Count the lines of the items below that contain the word "bank", and reply with that number only.

(Provided material):
------
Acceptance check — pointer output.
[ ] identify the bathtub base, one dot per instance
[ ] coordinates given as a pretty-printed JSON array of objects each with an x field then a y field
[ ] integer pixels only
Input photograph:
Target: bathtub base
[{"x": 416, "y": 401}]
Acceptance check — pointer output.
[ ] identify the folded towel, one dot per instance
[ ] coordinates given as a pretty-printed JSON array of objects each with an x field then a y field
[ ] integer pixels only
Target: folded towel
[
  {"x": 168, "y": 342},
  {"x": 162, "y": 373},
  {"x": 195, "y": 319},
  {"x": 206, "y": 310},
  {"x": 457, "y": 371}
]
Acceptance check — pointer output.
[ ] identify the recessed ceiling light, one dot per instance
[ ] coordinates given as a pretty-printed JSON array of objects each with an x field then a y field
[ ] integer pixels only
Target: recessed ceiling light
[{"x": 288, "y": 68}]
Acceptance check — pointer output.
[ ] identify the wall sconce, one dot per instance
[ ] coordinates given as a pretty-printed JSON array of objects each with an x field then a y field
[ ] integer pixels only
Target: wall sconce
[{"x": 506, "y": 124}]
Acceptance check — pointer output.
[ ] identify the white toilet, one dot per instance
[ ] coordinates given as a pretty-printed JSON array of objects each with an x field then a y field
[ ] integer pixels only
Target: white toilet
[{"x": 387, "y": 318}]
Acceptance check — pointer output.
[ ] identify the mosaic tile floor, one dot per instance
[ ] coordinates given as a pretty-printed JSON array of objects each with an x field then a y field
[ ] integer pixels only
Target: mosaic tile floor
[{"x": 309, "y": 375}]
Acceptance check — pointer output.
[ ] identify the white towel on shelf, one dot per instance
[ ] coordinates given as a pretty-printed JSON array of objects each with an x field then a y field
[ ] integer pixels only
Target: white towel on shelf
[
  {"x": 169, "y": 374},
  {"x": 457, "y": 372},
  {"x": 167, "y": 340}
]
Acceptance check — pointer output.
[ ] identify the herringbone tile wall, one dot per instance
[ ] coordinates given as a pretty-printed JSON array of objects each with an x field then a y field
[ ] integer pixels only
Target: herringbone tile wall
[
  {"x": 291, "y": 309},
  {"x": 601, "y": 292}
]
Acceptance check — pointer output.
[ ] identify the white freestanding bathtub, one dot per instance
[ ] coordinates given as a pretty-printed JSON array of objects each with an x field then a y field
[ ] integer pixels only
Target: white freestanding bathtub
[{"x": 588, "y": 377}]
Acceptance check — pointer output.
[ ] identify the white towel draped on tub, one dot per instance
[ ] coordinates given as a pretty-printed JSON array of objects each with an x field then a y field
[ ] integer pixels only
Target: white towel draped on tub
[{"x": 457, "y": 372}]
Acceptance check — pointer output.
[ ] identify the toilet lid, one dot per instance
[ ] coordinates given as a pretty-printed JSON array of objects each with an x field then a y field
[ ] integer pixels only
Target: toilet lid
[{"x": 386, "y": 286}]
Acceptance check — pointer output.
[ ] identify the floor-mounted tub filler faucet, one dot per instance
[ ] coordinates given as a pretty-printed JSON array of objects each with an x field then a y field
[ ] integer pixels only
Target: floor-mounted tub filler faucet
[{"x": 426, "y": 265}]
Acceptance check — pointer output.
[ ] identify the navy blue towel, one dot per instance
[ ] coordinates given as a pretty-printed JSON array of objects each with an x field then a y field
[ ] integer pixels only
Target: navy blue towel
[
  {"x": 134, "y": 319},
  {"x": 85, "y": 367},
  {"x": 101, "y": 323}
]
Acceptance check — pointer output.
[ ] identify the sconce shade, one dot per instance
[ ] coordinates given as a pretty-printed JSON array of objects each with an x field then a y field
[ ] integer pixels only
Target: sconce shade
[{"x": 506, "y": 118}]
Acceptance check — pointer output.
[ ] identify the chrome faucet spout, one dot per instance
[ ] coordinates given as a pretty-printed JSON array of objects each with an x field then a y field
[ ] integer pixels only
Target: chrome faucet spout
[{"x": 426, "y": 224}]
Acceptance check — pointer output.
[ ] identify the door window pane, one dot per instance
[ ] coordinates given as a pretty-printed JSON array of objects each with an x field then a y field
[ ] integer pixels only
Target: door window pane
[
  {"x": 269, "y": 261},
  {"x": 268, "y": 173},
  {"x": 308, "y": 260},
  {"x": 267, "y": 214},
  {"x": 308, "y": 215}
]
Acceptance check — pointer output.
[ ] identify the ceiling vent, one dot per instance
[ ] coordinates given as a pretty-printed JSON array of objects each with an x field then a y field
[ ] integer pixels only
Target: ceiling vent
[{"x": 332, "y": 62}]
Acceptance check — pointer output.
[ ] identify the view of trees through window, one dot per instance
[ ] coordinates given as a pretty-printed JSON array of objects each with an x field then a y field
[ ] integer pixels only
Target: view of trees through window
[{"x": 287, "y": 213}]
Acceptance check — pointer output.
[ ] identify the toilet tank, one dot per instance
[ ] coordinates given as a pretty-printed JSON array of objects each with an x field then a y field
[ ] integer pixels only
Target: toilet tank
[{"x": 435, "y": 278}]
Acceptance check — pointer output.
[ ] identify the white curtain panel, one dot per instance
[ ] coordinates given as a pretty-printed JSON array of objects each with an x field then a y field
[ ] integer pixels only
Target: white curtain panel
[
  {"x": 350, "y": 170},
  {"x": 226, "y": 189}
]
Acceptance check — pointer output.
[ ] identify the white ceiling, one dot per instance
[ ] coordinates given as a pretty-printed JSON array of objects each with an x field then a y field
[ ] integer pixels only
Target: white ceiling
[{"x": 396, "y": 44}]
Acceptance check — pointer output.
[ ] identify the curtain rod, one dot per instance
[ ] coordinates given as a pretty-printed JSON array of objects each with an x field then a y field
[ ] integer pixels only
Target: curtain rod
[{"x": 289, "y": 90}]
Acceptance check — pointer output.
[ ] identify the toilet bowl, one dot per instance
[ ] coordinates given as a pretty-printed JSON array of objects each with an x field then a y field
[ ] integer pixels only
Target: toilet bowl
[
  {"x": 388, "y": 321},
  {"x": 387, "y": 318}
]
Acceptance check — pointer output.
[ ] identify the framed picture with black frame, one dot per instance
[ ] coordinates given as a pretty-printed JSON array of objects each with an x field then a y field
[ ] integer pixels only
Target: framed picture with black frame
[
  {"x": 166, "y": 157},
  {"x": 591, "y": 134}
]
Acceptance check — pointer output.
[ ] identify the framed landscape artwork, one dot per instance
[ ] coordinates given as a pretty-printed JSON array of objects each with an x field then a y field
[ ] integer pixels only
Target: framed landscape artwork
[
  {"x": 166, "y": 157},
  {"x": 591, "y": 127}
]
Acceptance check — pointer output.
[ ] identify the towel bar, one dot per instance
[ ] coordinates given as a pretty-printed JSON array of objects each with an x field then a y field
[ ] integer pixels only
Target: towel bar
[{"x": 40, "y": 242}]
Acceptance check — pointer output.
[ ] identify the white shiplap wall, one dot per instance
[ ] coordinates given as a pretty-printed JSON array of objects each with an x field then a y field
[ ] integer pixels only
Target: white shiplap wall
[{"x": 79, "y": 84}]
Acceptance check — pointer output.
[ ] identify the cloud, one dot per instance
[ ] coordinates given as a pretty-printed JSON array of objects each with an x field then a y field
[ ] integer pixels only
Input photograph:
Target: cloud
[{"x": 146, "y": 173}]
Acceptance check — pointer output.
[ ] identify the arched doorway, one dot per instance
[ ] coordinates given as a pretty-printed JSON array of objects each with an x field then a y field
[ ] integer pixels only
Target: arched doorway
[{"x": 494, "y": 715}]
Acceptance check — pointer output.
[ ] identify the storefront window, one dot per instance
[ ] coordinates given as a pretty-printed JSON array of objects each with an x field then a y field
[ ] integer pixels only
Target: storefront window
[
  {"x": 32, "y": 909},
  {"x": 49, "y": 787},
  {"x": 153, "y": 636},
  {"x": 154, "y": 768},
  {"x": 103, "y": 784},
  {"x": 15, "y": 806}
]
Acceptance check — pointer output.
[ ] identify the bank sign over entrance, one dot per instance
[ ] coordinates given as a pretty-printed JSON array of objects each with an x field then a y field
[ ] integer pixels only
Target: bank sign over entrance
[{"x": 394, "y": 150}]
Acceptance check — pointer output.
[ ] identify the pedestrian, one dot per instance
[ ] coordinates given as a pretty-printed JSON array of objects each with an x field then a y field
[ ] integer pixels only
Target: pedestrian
------
(Task response):
2